─── Records supplied
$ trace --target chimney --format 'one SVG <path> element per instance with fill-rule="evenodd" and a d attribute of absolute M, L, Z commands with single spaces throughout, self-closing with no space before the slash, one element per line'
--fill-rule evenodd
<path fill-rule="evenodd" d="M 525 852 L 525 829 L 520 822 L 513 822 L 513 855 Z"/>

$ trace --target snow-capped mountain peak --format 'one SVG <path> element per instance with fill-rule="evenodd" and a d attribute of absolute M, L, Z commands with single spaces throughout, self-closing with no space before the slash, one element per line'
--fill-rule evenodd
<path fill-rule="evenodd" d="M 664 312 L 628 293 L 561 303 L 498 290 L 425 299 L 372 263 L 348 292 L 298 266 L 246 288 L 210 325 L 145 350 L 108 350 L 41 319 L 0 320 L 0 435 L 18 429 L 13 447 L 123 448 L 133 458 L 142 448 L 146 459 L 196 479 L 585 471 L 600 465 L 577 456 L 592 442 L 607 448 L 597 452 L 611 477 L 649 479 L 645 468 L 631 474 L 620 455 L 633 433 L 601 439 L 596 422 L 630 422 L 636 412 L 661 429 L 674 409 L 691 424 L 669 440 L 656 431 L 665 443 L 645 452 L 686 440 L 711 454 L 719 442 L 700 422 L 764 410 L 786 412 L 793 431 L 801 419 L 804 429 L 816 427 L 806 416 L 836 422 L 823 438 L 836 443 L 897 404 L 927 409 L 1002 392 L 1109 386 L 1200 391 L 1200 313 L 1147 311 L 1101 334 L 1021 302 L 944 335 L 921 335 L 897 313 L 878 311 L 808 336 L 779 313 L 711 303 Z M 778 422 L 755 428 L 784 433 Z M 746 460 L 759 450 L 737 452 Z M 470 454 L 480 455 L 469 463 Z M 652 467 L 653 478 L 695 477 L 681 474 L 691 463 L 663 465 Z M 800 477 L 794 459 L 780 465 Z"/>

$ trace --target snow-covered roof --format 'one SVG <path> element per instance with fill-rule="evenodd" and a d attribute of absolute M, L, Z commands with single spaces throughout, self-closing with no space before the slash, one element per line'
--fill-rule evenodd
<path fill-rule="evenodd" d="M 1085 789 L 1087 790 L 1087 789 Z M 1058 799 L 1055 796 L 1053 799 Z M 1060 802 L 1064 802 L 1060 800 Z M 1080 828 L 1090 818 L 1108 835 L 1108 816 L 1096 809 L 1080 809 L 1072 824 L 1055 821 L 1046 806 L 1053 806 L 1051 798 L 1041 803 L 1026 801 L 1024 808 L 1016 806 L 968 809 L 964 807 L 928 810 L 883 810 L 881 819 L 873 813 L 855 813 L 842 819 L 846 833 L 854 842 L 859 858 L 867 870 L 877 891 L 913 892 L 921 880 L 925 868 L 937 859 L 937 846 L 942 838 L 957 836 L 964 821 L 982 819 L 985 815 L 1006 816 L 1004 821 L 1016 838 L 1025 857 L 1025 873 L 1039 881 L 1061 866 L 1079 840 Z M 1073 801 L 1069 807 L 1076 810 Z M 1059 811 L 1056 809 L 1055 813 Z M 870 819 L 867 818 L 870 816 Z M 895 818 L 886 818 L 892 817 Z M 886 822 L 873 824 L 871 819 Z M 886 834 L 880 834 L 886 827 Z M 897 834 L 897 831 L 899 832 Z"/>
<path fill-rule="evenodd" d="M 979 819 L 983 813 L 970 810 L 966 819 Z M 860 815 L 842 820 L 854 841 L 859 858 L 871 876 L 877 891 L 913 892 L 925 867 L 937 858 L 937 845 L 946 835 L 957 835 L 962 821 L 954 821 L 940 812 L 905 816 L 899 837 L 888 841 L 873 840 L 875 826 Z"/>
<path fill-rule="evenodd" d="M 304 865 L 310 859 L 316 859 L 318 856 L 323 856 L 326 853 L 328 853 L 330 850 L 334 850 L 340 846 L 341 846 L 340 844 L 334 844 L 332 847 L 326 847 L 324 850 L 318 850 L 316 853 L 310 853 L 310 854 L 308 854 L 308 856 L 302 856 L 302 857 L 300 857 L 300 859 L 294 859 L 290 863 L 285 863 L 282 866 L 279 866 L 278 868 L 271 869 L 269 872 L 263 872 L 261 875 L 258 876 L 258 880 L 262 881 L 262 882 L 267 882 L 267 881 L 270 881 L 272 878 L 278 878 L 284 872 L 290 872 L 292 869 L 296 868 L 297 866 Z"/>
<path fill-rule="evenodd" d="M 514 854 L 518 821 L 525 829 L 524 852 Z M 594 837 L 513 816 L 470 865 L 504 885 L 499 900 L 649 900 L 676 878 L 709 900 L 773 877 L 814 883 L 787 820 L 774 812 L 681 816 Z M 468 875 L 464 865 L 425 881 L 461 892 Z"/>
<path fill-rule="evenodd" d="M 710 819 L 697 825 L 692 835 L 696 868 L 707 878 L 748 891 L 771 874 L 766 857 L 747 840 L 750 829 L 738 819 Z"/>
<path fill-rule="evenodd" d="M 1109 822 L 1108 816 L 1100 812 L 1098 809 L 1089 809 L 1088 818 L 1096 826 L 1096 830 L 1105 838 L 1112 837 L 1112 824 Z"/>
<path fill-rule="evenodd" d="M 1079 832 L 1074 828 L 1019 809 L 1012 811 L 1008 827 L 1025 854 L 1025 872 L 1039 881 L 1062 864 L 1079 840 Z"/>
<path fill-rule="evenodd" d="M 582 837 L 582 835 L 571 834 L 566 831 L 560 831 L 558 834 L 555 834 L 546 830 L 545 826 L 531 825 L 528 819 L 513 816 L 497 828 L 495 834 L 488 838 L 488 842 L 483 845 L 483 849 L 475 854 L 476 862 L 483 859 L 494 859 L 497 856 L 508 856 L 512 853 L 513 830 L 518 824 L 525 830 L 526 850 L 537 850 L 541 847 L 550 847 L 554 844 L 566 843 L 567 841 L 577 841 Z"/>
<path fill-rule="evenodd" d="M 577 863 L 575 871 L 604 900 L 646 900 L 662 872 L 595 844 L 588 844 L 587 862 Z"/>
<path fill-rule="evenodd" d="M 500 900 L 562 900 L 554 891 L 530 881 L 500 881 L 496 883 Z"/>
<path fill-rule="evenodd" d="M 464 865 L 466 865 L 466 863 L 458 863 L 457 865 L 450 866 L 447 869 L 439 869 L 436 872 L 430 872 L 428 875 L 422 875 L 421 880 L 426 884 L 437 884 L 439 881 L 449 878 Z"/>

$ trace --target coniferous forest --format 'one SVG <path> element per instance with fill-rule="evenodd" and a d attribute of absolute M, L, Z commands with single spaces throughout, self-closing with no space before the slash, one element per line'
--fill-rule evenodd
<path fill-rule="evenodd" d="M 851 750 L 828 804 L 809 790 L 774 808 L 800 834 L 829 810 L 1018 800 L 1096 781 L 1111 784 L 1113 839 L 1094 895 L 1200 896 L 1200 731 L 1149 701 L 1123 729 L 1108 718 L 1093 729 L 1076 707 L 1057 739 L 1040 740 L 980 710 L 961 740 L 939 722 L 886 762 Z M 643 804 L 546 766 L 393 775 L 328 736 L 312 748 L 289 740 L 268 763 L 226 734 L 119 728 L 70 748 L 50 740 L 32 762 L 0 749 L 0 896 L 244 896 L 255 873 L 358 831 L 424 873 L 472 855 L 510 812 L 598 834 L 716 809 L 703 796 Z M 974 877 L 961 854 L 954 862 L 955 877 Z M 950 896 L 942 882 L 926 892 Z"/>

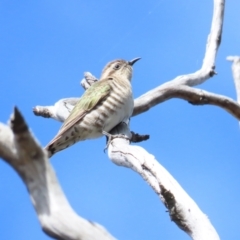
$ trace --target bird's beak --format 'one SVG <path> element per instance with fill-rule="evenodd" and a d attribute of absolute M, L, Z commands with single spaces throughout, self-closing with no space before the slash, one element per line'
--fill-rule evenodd
<path fill-rule="evenodd" d="M 140 59 L 141 59 L 140 57 L 134 58 L 133 60 L 129 61 L 128 64 L 129 64 L 130 66 L 132 66 L 135 62 L 137 62 L 137 61 L 140 60 Z"/>

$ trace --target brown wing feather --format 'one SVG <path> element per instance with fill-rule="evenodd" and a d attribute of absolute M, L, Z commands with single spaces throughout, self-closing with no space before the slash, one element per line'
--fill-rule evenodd
<path fill-rule="evenodd" d="M 77 124 L 77 122 L 79 122 L 89 111 L 91 111 L 97 103 L 104 100 L 109 95 L 111 87 L 108 81 L 109 79 L 100 80 L 87 89 L 63 123 L 57 135 L 46 146 L 46 149 L 58 141 L 66 131 Z"/>
<path fill-rule="evenodd" d="M 80 121 L 85 115 L 86 115 L 86 111 L 84 113 L 82 113 L 82 115 L 79 115 L 78 118 L 72 119 L 70 122 L 68 122 L 66 125 L 64 125 L 65 127 L 63 128 L 63 126 L 60 128 L 59 132 L 57 133 L 57 135 L 52 139 L 52 141 L 50 143 L 48 143 L 48 145 L 45 147 L 46 149 L 51 146 L 52 144 L 54 144 L 56 141 L 58 141 L 62 135 L 68 131 L 74 124 L 76 124 L 78 121 Z"/>

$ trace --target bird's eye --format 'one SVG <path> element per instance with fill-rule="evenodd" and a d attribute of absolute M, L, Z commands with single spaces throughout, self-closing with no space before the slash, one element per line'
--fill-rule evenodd
<path fill-rule="evenodd" d="M 120 64 L 116 64 L 115 66 L 114 66 L 114 69 L 115 70 L 118 70 L 120 68 Z"/>

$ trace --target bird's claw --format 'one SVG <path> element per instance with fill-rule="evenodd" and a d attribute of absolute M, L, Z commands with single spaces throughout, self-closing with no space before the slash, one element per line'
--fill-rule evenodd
──────
> [Exercise] Having output the line that contains "trace --target snow-capped", stop. Every line before it, back to the first line of the data, must be reproduced exactly.

> [Task output]
$ trace --target chimney --format 'one SVG <path> element per instance with fill-rule="evenodd" and a d attribute of absolute M, L, Z commands with single spaces throughout, self-closing with no space before the slash, one element per line'
--fill-rule evenodd
<path fill-rule="evenodd" d="M 525 852 L 525 829 L 520 822 L 513 822 L 513 855 Z"/>

$ trace --target snow-capped mountain peak --format 'one SVG <path> element per instance with fill-rule="evenodd" and a d attribute of absolute M, L, Z commands with single spaces throughout, self-closing with no space before the slash, one element per line'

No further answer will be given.